• The problem
Please reproduce the stretch from the start of the records through the line containing "125,239 -> 420,657", switching "detect" to "locate" and leaving everything else unchanged.

• Data supplied
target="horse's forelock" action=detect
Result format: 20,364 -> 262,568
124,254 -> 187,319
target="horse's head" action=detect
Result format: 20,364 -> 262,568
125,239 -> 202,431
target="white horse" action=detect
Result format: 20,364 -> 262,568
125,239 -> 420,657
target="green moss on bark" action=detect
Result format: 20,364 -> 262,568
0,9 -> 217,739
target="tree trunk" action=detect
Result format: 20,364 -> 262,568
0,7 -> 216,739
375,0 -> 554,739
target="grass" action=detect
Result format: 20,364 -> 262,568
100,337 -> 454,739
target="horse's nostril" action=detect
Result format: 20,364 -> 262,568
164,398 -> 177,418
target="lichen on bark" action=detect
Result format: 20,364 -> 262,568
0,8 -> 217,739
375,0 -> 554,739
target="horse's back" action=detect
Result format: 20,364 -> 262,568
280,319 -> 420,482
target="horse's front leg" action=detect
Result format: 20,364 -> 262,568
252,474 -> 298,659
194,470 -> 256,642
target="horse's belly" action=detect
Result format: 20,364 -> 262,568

• Solution
target="horse's forelock" action=locate
Result format: 20,364 -> 262,568
124,254 -> 187,319
target="horse's head" action=locate
Result format: 20,364 -> 262,568
125,239 -> 202,431
target="white horse" action=locate
Result format: 20,364 -> 262,568
125,239 -> 420,657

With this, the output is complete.